* Exercises to complete *
[A] According to the Ljung-Box thread, what is the null hypothesis of the Ljung-Box test?
[B] Write out the part of the Ljung-Box thread that begins at the words "However, no matter" and stops after "you very much.".

* Reading text *
►

# How to apply Ljung Box Test?

I am checking the closing prices(about 9000+ prices) of the stocks data to test for randomness.

The test I am using is Ljung Box test, in MFE toolbox for MATLAB,

I used 300 data of closing prices, and 8 lags. Q = test statistics. pval = pvalue.

[Q, pval] = ljungbox(closingPrices,lags);

However, no matter which 30 intervals of 300, I keep getting all the p-value as zero, meaning, reject null hypothesis and conclude that there is no serial correlation.

i tried with different types of stocks, but all the p-value are all zero, which made the Ljung Box's test not very interesting.

May i know if I had used the Ljung Box Test wrongly?

If you have any comments, please enlighten me, thank you very much.

• I'd advise against Ljung-Box test for financial data. It has terrible size properties. Oct 13 '13 at 16:42
• Try using price returns and maybe look at lmtest since the returns are most likely heteroskedastic. Oct 13 '13 at 18:04

In the Ljung-Box test, the null hypothesis is:

$H_0$: The data are independently distributed

So, your p-values of 0 indeed indicate that you should reject the null hypothesis, but it means that your data is not independently distributed, and in particular that there is some significant autocorrelation in the process.

This is obviously the case, because you use prices!!! The price at time $t_{i+1}$ clearly depends of the price at time $t_i$.

In order to have an interesting result, you need to test the returns of the price series, as opposed to the prices themselves.

• May I ask, how do you get the returns of the price series from the closing prices of the stocks for each trade window. For examples there are weekly prices, $27,$29, $30,$26 for march, and $31,$29, $30,$28 for April. So the returns of the price series for march is (2, 3, -1) with 1 lag, and for April it is (2, -1, -3) with 1 lag?
– Ice
Oct 14 '13 at 2:37
• Actually, you may not really ask this on this site as it is dedicated to professional quants or academics (see the faq), but the return $r_t$ is defined as $r_t=\frac{p_t}{r_{p-1}}-1$.
– SRKX
Oct 14 '13 at 19:28

◄

(Region annotation entries)
►

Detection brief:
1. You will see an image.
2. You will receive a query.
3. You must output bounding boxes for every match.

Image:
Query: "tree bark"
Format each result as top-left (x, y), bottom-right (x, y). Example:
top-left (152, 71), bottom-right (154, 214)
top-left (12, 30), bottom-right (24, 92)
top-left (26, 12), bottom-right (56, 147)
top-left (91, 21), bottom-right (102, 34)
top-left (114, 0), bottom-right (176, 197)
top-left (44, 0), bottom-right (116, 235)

◄

* Responses *
[A] The data are independently distributed.

[B]
However, no matter which 30 intervals of 300, I keep getting all the p-value as zero, meaning, reject null hypothesis and conclude that there is no serial correlation.

i tried with different types of stocks, but all the p-value are all zero, which made the Ljung Box's test not very interesting.

May i know if I had used the Ljung Box Test wrongly?

If you have any comments, please enlighten me, thank you very much.